━━━ Texto apresentado
Aconselhamento e doutrina do pecado.
- Fernando Corrêa Pinto Maciel
- 17 de fev. de 2023
- 5 min de leitura
Fernando Corrêa Pinto
Alcançar um entendimento coeso sobre antropologia é fundamental para o aconselhamento bíblico. A doutrina do pecado está diretamente ligada a esse tema e também deve ser considerada com dedicação. Seus desdobramentos se fundem e deságuam em dilemas e soluções evidentes. A Palavra de Deus nos mostra isso, e é para lá que seguirei.
Após a obra da criação narrada em Gênesis 1, Deus realizou uma avaliação de Sua obra e concluiu ser boa (v. 4,10,12,18,21,35,31). Quando Deus disse que a criação era boa, Ele estava afirmado que era boa em cada sentido apropriado a cada criatura. A terra, plantas e animais eram proveitosos, fascinantes e belos. Eram harmônicos conforme o propósito que o criador os havia dado. Adão e Eva também eram, mas também em suas condições estéticas. Seus pensamentos, palavras, atos e obras agradavam a Deus. Eles portavam a imagem de Deus sem distorção. [1] Contudo, eles não eram imutavelmente santos, por isso, era possível tanto ser tentados como pecar. E foi isso o que aconteceu. Adão e Eva receberam a ordem de Deus para não comer do fruto da Árvore do Conhecimento do Bem e do Mal, caso o fizessem; morreriam, deixando implícito uma promessa de vida, na condição de haver obediência perfeita. Por isso, os puritanos do século XVII e a maioria dos teólogos reformados afirmam que Adão foi colocado em uma aliança de obras. [2] Nesta aliança, Adão foi colocado como cabeça federal de toda humanidade. Suas decisões positivas ou negativas teriam consequências para todos os seus descendentes. Como as Escrituras deixam claras, eles comeram a árvore proibida e perderam tal comunhão com Deus e tendo sua condição original afetada em todas as faculdade e partes, alma e corpo. (CFW, 6,2). Agostinho de Hipona afirma que Adão, após o pecado, foi levado ao exílio e devido ao seu pecado, toda a raça que se originou dele foi corrompida.[3] O pecado de Adão levou toda a criação a um estado deplorável. Ele levou a humanidade a um estado de incapacidade, doenças, corrupção, culpa, tristeza, ignorância em relação a Deus, morte e outros males. A miséria humana é o resultado do julgamento de Deus sobre o pecado do homem. No estado esta condição será eliminada (Ap 21.4).
━━━━━━
▶ [O que se pede]
(1) Segundo o texto sobre aconselhamento e doutrina do pecado, em que tipo de aliança os puritanos do século XVII afirmam que Adão foi colocado?
(2) Dê a continuação do texto sobre aconselhamento e doutrina do pecado a partir do ponto em que ele termina.
━━━ Entradas fornecidas
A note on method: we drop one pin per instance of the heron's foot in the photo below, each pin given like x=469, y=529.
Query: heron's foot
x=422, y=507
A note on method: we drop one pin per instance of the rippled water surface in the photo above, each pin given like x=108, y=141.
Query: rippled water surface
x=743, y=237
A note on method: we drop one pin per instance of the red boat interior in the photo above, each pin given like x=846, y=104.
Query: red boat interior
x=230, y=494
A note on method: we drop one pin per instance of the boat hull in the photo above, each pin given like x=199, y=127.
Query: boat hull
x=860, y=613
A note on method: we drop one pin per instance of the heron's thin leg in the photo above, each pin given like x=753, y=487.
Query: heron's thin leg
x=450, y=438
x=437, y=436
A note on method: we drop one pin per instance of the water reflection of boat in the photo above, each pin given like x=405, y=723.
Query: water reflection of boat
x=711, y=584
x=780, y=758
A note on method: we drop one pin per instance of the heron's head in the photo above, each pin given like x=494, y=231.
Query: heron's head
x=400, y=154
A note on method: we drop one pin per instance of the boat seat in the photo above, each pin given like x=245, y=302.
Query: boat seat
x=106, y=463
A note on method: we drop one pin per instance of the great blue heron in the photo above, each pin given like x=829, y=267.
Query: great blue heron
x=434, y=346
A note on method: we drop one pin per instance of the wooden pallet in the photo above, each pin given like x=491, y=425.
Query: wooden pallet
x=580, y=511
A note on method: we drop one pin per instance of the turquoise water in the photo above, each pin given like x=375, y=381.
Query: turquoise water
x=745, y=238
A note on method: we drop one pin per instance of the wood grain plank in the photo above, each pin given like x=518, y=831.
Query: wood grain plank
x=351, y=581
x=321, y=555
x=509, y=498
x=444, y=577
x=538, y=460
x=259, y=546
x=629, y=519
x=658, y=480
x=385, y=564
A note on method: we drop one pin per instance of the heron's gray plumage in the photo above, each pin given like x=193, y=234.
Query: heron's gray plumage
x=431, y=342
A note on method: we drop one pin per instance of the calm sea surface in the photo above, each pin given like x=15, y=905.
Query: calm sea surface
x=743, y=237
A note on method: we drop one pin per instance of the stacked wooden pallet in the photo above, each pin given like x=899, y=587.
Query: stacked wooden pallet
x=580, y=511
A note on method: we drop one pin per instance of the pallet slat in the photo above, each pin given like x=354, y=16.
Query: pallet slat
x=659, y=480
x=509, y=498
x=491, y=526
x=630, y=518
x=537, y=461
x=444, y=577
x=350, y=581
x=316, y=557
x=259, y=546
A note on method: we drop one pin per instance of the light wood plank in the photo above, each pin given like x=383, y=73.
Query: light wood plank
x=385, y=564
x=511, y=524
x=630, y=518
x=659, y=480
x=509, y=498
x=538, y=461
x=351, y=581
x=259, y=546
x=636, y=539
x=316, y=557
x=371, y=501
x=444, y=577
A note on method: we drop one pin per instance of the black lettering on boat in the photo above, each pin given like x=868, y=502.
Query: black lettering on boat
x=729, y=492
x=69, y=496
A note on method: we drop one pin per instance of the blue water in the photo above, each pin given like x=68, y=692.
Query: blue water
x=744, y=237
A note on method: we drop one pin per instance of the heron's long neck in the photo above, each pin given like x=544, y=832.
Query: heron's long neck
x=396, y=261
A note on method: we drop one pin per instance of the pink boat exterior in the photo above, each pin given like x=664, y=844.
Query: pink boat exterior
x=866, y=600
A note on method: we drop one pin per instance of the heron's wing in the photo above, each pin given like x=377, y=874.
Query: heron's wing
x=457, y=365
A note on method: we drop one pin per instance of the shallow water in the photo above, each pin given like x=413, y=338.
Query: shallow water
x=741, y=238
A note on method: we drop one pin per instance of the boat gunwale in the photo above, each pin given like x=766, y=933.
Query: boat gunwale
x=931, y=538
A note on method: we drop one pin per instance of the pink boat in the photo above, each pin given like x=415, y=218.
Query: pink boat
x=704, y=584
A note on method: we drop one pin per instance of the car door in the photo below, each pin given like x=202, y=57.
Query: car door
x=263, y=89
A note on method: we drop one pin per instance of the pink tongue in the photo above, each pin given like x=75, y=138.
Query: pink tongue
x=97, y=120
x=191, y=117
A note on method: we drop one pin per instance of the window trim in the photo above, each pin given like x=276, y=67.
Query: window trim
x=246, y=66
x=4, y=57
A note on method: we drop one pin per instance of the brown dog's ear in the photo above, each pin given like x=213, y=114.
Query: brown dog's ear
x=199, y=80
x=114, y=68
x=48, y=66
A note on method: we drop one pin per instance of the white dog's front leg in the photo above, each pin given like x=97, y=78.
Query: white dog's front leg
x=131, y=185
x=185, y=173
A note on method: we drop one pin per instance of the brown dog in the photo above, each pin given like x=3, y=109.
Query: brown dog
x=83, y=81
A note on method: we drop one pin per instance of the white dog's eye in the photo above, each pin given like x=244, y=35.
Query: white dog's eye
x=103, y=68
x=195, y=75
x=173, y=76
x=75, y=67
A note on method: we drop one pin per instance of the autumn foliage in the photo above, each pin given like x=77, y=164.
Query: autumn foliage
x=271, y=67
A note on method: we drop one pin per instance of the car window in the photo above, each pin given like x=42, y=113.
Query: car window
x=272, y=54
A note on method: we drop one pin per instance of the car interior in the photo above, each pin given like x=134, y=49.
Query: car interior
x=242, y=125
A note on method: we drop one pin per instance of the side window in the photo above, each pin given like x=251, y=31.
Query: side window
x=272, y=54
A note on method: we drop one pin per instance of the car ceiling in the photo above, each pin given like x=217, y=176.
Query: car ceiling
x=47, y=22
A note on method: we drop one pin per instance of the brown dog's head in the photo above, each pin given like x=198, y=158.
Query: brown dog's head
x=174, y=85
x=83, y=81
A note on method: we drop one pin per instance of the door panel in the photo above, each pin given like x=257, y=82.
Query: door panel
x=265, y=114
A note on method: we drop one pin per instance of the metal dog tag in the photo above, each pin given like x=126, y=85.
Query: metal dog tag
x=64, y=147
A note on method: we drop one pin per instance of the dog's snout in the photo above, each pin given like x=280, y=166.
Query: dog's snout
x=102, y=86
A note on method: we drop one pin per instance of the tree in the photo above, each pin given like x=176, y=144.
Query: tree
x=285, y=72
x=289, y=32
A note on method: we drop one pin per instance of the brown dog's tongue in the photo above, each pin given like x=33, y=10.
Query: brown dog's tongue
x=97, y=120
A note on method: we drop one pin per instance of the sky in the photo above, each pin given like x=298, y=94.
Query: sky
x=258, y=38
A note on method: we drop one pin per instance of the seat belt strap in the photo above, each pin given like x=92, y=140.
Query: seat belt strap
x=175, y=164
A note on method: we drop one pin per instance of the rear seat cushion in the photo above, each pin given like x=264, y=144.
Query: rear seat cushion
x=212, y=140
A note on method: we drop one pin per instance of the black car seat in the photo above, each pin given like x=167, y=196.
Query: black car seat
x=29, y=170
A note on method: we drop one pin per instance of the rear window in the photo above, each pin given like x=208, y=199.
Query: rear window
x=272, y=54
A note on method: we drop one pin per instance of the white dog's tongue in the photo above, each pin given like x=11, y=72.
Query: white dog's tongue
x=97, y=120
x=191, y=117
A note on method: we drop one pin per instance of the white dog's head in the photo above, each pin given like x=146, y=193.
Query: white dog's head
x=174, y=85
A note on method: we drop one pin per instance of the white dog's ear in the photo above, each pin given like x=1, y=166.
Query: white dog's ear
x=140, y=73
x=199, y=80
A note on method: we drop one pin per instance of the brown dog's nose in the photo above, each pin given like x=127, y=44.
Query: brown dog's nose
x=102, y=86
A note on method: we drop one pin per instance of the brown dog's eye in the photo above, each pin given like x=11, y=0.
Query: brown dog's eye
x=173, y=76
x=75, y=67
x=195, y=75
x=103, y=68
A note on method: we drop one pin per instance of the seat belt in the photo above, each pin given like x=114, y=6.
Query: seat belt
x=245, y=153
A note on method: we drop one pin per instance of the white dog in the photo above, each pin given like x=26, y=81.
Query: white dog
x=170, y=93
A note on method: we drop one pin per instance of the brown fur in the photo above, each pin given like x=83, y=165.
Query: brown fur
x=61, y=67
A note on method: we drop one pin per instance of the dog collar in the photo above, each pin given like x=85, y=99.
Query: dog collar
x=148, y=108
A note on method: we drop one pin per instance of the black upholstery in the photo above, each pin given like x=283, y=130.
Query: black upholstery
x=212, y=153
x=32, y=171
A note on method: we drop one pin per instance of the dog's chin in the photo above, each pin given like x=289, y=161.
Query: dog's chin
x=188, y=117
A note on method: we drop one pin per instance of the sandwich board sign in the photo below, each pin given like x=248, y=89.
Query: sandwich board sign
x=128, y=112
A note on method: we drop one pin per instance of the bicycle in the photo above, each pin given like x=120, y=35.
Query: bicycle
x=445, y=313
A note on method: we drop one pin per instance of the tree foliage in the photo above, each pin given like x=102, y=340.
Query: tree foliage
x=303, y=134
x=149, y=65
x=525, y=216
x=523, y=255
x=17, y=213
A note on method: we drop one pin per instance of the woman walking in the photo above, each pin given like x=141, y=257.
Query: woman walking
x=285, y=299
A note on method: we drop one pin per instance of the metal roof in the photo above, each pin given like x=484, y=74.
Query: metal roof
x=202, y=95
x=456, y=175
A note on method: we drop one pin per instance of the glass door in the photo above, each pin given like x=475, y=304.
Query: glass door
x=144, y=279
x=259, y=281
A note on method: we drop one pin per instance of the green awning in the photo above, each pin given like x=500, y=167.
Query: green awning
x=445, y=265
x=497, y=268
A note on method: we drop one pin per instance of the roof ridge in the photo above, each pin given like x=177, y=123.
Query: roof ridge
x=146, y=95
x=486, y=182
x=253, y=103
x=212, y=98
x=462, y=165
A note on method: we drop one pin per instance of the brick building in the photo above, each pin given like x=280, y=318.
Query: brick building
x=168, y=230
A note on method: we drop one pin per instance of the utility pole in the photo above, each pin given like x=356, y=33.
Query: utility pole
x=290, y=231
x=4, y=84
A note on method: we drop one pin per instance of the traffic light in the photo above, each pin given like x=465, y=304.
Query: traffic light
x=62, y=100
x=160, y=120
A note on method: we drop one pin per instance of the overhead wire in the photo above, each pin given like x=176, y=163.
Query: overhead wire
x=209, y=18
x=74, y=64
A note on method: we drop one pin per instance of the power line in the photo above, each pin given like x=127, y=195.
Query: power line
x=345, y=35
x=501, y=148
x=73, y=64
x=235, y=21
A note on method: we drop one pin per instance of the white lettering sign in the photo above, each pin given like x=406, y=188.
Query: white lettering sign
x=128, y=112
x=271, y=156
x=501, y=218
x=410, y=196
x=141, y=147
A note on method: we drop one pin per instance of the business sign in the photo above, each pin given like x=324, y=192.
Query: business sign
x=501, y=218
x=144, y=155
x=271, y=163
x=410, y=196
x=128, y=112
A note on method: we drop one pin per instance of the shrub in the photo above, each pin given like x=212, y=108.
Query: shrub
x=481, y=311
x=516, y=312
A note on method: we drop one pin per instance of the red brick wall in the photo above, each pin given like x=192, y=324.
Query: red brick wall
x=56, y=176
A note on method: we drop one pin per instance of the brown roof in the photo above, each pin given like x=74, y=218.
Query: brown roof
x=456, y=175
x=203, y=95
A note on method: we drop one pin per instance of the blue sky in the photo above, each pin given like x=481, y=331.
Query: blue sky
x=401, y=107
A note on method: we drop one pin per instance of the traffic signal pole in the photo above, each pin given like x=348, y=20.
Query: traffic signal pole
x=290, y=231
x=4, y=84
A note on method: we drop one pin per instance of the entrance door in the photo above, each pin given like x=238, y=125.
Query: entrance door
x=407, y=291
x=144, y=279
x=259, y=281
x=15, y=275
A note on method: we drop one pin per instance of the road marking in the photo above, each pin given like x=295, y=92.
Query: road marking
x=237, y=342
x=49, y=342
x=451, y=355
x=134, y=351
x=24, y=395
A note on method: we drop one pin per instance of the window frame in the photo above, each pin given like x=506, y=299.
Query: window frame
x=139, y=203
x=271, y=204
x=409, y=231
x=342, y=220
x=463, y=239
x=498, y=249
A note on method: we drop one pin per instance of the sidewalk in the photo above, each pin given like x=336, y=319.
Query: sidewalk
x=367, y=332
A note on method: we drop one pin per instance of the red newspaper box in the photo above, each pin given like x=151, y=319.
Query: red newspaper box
━━━━━━
▶ [Respostas em ordem]
(1) Em uma aliança de obras.

(2)
Após fazer essa breve introdução consideremos a importância de entender a condição que a humanidade se encontra. Muitos podem relutar em associar o pecado à toda mazela que experimentamos, contudo, é certo afirmar que o sofrimento vem, ou por meio das atitudes pecaminosas pessoais, ou por outro indivíduo que se torna o agressor daquele que sofre. Alguns podem colher uma profunda depressão por conta de um abandono (isso seria uma agressão sofrida) ou alguém pode sofrer de depressão, seja por conta de longos períodos de uso de drogas, ou por maus hábitos de sono. Nos dois casos, o pecado está envolvido. Outros ainda poderiam trazer uma terceira condição. A condição de uma depressão química. Por mais que essa teoria possa ser questionada, considerarei a possibilidade. No caso de haver uma incapacidade de produção natural de determinados hormônios, essa também seria uma condição promovida pelo estado pós-queda do ser humano, um estado que fez com que o homem perdesse seu vigor inicial. Precisamos ainda admitir como causa primeira das causas das dores e tristezas da existência a soberania de Deus. Podemos ver isso no livro de Jó. Ele era um homem que pode ser considerado um exemplo de conduta que glorifica a Deus e, mesmo assim, sofreu de forma terrível. A sua história pode nos lembrar que mesmo que sejamos incansáveis na busca por santificação, podemos ter momentos de sofrimento. Posso ainda ir além ao afirmar que esses processos nos ajudam na obra de nos tornar como Cristo.
Como podemos lidar no aconselhamento quando nos deparamos com dores terríveis que o corpo não consegue suportar? Algumas crianças quando se machucam tendem a chorar, muitas delas não suportam muito os dilemas dos adultos, alguns idosos também tendem a ter menos resistência a doenças. Outros indivíduos adultos podem também apresentar fraquezas para problemas mais simples ou até mais complexos. O conselheiro precisa buscar em Deus e Sua Palavra orientação para exercer o cuidado. Aquele que se propõe a realizar o aconselhamento necessita possuir uma capacitação bíblica para realização deste serviço. Vemos em Romanos 15, 14 que a aptidão para a admoestação vem acompanhada de bondade, amor e conhecimento. Nas cartas de João podemos evidenciar o mandamento de amar reciprocamente (1João 3,23; 2João 1,15) Ainda em 1 Coríntios 12, 10 vemos ainda a necessidade dos dons do Espírito para discernimento. No aconselhamento, Deus ajuda o conselheiro a falar a verdade em amor para conduzir o aconselhado para a luz.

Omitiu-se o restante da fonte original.